> [TASK TO CARRY OUT]: The data that follows should be copied out exactly.

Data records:
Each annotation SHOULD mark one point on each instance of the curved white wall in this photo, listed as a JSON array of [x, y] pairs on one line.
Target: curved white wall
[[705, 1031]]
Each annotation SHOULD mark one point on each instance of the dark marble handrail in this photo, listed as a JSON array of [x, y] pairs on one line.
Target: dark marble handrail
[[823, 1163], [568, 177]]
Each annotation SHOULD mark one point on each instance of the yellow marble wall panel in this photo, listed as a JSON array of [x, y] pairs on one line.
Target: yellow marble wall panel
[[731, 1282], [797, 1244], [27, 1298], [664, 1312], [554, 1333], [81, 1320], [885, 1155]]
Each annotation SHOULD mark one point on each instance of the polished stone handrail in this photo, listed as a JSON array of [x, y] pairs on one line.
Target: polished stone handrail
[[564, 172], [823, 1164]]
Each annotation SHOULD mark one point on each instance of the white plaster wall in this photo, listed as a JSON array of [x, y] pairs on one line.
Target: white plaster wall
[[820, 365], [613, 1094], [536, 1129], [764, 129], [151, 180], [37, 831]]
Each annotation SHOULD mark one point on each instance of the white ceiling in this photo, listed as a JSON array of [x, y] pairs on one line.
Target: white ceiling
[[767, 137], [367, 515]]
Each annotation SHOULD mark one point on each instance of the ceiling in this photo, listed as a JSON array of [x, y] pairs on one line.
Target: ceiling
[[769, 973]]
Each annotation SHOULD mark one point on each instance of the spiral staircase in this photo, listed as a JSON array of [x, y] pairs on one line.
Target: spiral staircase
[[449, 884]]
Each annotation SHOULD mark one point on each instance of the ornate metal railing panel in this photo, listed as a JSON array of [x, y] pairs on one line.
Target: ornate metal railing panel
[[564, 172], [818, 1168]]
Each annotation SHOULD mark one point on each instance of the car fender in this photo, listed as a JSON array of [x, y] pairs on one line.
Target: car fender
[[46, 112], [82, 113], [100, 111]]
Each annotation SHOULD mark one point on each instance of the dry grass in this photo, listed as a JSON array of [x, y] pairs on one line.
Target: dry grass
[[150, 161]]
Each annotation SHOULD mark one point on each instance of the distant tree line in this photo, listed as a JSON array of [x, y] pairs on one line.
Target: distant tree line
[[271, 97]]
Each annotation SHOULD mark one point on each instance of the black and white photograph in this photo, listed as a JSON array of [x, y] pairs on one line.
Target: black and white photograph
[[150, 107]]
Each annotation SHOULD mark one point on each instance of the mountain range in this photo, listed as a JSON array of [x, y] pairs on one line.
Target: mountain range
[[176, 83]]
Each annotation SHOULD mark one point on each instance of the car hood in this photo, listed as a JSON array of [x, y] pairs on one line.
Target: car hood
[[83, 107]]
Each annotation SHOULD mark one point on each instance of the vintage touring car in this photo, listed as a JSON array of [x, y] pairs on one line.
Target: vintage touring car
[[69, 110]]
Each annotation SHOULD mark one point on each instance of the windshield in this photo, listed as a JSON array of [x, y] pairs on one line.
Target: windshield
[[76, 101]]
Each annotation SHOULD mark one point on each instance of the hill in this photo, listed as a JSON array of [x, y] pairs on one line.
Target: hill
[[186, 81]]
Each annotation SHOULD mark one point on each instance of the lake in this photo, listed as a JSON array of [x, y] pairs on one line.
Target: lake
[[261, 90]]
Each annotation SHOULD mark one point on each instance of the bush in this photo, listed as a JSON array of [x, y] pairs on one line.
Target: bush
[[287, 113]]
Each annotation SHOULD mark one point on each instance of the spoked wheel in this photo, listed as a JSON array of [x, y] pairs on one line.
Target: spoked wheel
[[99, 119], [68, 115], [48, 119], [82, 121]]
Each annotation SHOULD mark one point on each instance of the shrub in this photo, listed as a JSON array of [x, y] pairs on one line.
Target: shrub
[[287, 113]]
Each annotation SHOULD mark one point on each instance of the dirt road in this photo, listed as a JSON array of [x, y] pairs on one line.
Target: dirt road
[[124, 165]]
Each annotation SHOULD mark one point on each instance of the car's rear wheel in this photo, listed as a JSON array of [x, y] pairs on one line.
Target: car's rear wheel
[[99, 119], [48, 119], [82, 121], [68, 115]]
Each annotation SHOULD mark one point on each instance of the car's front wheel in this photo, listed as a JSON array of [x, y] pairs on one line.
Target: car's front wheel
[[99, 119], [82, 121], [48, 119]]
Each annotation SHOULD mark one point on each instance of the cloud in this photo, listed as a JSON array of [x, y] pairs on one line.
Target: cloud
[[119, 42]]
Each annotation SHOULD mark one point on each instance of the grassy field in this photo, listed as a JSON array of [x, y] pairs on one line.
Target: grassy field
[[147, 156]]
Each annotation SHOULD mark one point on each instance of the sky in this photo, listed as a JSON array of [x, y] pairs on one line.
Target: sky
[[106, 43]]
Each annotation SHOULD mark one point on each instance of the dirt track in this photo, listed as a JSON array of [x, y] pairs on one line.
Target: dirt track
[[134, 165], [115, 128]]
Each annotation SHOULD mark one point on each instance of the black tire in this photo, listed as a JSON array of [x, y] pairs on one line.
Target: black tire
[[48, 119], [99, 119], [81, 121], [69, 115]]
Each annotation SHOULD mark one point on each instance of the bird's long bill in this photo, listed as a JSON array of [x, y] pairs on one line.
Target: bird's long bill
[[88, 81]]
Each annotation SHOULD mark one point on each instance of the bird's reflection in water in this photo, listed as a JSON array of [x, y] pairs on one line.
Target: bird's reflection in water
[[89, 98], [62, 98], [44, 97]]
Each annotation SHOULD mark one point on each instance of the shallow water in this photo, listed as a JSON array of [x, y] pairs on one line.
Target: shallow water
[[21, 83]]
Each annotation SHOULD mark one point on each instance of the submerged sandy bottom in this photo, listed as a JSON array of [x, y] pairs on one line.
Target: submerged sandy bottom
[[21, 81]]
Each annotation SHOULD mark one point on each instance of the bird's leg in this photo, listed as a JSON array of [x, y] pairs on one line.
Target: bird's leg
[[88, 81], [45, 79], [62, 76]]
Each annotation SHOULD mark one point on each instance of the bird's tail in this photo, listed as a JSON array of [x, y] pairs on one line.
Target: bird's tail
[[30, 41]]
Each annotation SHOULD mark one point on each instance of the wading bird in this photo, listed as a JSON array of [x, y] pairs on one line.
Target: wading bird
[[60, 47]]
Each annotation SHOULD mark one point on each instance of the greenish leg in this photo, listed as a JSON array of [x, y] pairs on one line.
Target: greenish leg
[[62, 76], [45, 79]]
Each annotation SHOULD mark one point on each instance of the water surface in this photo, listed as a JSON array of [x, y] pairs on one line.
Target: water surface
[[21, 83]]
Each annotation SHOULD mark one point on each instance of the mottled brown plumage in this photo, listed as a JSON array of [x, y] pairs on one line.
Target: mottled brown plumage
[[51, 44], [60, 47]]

> [SOLUTION FOR THIS EXERCISE]:
Each annotation SHOULD mark one point on each instance of the curved white wall in this photo, listed as a JSON array of [x, y] pairs on one line.
Target: curved white wall
[[705, 1031]]
Each annotation SHOULD mark one point on each instance of the dark marble handrail in this photo, listed as a JSON array of [x, y] pairs on one line.
Target: dark marble handrail
[[823, 1163], [568, 177]]
Each annotation SHOULD mark one point on each instance of the yellow marble wall panel in this photo, listed as a JSON array of [x, y] pairs on one line.
Target: yellow marble wall panel
[[731, 1282], [797, 1244], [27, 1298], [664, 1312], [554, 1333], [81, 1320], [885, 1155]]
Each annotation SHOULD mark one point on each instance of the polished stone handrail in this photo, listed as a JSON array of [x, y] pairs on one line.
Target: polished stone handrail
[[564, 172], [823, 1164]]
Each annotation SHOULD mark one point on each instance of the white plaster wall in this photo, listed as a JSON array of [x, y] pairs on one line.
Target: white plaster wall
[[820, 365], [613, 1094], [536, 1129], [764, 129], [151, 180], [37, 831]]
Each annotation SHOULD mark one point on each instance of the white ceiling in this photo, listed as a JSON array of [x, y] pairs on one line.
Target: white ceiling
[[767, 137], [367, 515]]
Each annotation SHOULD mark one point on each instance of the ceiling in this photo, listed as a JSON array of [x, y] pairs on one line.
Target: ceiling
[[769, 973]]
Each annotation SHOULD mark one point on each instance of the spiral staircase in this photo, listed as a JSON array of [x, y] pairs on one line.
Target: spiral staircase
[[449, 884]]
Each annotation SHOULD mark one point on each instance of the ornate metal railing panel in this photo, listed as a JSON array of [x, y] pairs on one line.
Target: ornate metal railing panel
[[564, 172], [818, 1168]]
Each annotation SHOULD mark one point on each instance of the car fender in this photo, listed as a JSON array of [x, y] pairs on one line.
Target: car fender
[[46, 112], [82, 113], [100, 111]]
Each annotation SHOULD mark one point on each instance of the dry grass in this photo, listed as a JSON array of [x, y] pairs on one line.
Target: dry grass
[[150, 161]]
Each annotation SHOULD mark one point on each instance of the distant tree line in this photo, listed as a JSON array of [x, y] pairs on one line.
Target: distant tree line
[[271, 97]]
Each annotation SHOULD mark one point on each instance of the black and white photograph in this photo, listed as a JSON array of [x, y] pairs on one line.
Target: black and white photograph
[[150, 107]]
Each annotation SHOULD mark one point on each instance of the mountain range in this photo, listed as a JSON array of [x, y] pairs on one line.
Target: mountain range
[[176, 83]]
Each annotation SHOULD mark one point on each instance of the car hood in this photo, listed as a JSON array of [x, y] pairs on one line.
Target: car hood
[[83, 107]]
Each annotation SHOULD mark one point on each instance of the vintage touring car in this photo, listed as a JSON array of [x, y] pairs on one line.
Target: vintage touring car
[[69, 110]]
Each annotation SHOULD mark one point on each instance of the windshield in this photo, listed as a JSON array of [x, y] pairs on one line.
Target: windshield
[[76, 101]]
Each annotation SHOULD mark one point on each instance of the hill in this photo, listed as a JSON array of [x, y] pairs on one line.
Target: hill
[[186, 81]]
Each annotation SHOULD mark one point on each instance of the lake in this photo, listed as a JSON array of [x, y] pairs on one line.
Target: lake
[[261, 90]]
Each annotation SHOULD mark one point on each instance of the bush in this photo, listed as a JSON array of [x, y] pairs on one line.
Target: bush
[[287, 113]]
Each annotation SHOULD mark one point on each instance of the spoked wheel in this photo, listed as a JSON array of [x, y] pairs on one line.
Target: spoked wheel
[[99, 119], [68, 115], [48, 119], [82, 121]]
Each annotation SHOULD mark one point on each instance of the shrub in this photo, listed as a JSON array of [x, y] pairs on one line.
Target: shrub
[[287, 113]]
Each annotation SHOULD mark one point on each instance of the dirt road in this photo, listed as a JSON array of [x, y] pairs on one line.
Target: dirt road
[[124, 165]]
Each annotation SHOULD mark one point on each instance of the car's rear wheel in this photo, listed as a JSON array of [x, y] pairs on one line.
Target: car's rear wheel
[[99, 119], [48, 119], [82, 121], [68, 115]]
Each annotation SHOULD mark one point on each instance of the car's front wheel in this photo, listed as a JSON array of [x, y] pairs on one line.
Target: car's front wheel
[[99, 119], [82, 121], [48, 119]]
Each annotation SHOULD mark one point on each instance of the cloud in this photo, listed as a JSON array of [x, y] pairs on one line.
Target: cloud
[[119, 42]]
Each annotation SHOULD mark one point on each instance of the grassy field in this photo, listed as a JSON array of [x, y] pairs on one line.
Target: grassy field
[[147, 156]]
Each annotation SHOULD mark one point on each instance of the sky in this photo, listed as a JSON array of [x, y] pairs on one line.
Target: sky
[[106, 43]]
Each annotation SHOULD mark one point on each instance of the dirt track in this photo, listed as a JSON array of [x, y] pairs on one line.
Target: dirt track
[[134, 165], [115, 128]]
Each annotation SHOULD mark one point on each instance of the black tire in this photo, listed as a JSON array of [x, y] pairs on one line.
Target: black tire
[[48, 119], [99, 119], [81, 121], [69, 115]]
Each annotation SHOULD mark one point on each instance of the bird's long bill in this photo, listed as a JSON array of [x, y] pairs on one line.
Target: bird's long bill
[[88, 81]]
Each annotation SHOULD mark one point on each instance of the bird's reflection in water in this photo, listed as a JSON array of [x, y] pairs on one line.
Target: bird's reflection in water
[[89, 98], [62, 98], [44, 97]]
Each annotation SHOULD mark one point on each instance of the shallow water in this photo, listed as a JSON array of [x, y] pairs on one line.
Target: shallow water
[[21, 83]]
Each annotation SHOULD mark one point on each instance of the submerged sandy bottom in this photo, listed as a JSON array of [x, y] pairs on one line.
Target: submerged sandy bottom
[[21, 81]]
Each annotation SHOULD mark one point on each instance of the bird's leg in this photo, listed as a JSON array of [x, y] pairs on one line.
Target: bird's leg
[[88, 81], [45, 79], [62, 76]]
Each annotation SHOULD mark one point on each instance of the bird's tail in this photo, listed as a JSON array of [x, y] pairs on one line.
Target: bird's tail
[[30, 41]]
Each annotation SHOULD mark one point on each instance of the wading bird in this photo, listed as a JSON array of [x, y] pairs on one line.
Target: wading bird
[[60, 47]]
Each annotation SHOULD mark one point on each instance of the greenish leg in this photo, listed as a JSON array of [x, y] pairs on one line.
Target: greenish leg
[[62, 76], [45, 79]]
Each annotation SHOULD mark one point on each instance of the water surface in this photo, listed as a JSON array of [x, y] pairs on one line.
Target: water surface
[[21, 83]]
Each annotation SHOULD mark one point on each instance of the mottled brown plumage in this photo, listed as a JSON array of [x, y] pairs on one line.
Target: mottled brown plumage
[[51, 44], [60, 47]]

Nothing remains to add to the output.